**Instruction:** Please reproduce the items below word for word, leaving out the pictures.

[begin Records for the task]

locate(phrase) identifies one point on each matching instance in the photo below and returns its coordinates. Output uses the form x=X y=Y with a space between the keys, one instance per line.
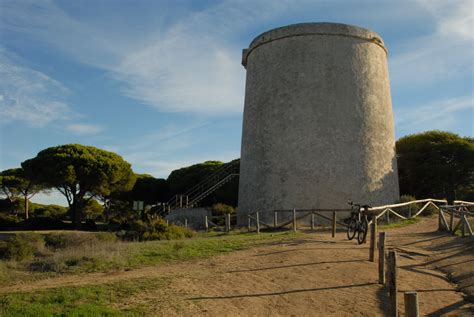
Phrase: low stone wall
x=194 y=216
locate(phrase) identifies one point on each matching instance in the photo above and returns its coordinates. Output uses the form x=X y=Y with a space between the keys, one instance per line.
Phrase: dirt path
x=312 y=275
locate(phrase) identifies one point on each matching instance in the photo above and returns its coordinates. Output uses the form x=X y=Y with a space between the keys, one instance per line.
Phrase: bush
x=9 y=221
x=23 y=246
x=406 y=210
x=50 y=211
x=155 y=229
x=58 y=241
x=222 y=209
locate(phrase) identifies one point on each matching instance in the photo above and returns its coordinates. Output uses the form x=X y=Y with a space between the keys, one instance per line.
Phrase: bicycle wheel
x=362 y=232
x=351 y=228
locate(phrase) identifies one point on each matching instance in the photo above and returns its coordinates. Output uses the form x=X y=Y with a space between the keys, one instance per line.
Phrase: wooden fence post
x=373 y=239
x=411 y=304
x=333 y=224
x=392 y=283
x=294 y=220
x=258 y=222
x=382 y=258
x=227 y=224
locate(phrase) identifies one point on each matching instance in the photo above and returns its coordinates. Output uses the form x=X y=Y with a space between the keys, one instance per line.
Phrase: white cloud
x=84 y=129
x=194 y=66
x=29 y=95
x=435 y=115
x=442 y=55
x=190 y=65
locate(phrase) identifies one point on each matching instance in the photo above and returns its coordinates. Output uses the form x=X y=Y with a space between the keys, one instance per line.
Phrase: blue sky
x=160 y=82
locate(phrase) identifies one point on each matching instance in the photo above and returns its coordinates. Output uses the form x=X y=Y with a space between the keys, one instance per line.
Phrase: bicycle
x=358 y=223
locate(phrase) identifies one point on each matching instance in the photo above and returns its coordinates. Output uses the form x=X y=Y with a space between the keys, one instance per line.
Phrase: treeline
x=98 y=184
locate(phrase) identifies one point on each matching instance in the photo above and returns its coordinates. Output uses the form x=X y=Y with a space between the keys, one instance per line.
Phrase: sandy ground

[end Records for the task]

**The result:**
locate(phrase) identifies one point on each matching instance in the photo below and returns its coordinates. Output uses the form x=X y=Y with a space between the keys, one instance per line.
Phrase: low stone wall
x=194 y=216
locate(phrase) identifies one point on each matching instance in the photo above and returns its coordinates. Output uses the form x=X y=Y with a space between the keys, one instance per line.
Phrase: dirt path
x=312 y=275
locate(phrase) identifies one point on each matching instance in the photo above and returns its coordinates. Output uses the form x=X y=Y with a space between the keys, one instance per line.
Phrase: bush
x=9 y=221
x=23 y=246
x=406 y=210
x=50 y=211
x=155 y=229
x=58 y=241
x=222 y=209
locate(phrase) identifies one point on each matching instance in the photo above and returns its coordinates. Output uses the form x=X y=Y with a space between the keys, one instance per line.
Phrase: bicycle wheel
x=362 y=232
x=351 y=228
locate(phrase) identifies one point on each matching instance in the photo above and returns its coordinates. Output uses the form x=X y=Y with a space between the keys, one instance per line.
Phrase: wooden fence post
x=373 y=239
x=411 y=304
x=333 y=224
x=392 y=283
x=294 y=220
x=258 y=222
x=382 y=258
x=227 y=224
locate(phrase) identifies one point on each matching instance in the photo above and returns its coordinates. Output uses the form x=X y=Y with a space between the keys, one instance per line.
Phrase: white cloud
x=84 y=129
x=194 y=66
x=29 y=95
x=435 y=115
x=442 y=55
x=190 y=65
locate(phrase) identifies one point on each matching instance in the photo above and returns its coordinates. Output uses the form x=X y=Y with a space between the keys, one instance per line.
Phrase: blue sky
x=160 y=82
locate(phrase) identifies one point on each matching instance in the photo above and returns its coordinates. Output uses the form x=X y=Y with a space between the keys, one instance per line.
Phrase: bicycle
x=358 y=223
locate(phrase) identifies one point on each matching instance in the photo above and returns its coordinates. Output uses the form x=X y=Y with a space between the keys, one instance per line.
Phrase: treeline
x=98 y=184
locate(phrase) identifies one point on each matching instance in the photo above and returns its coordinates. Output uses the form x=X y=Y with a space between the keys, one instance per line.
Phrase: sandy ground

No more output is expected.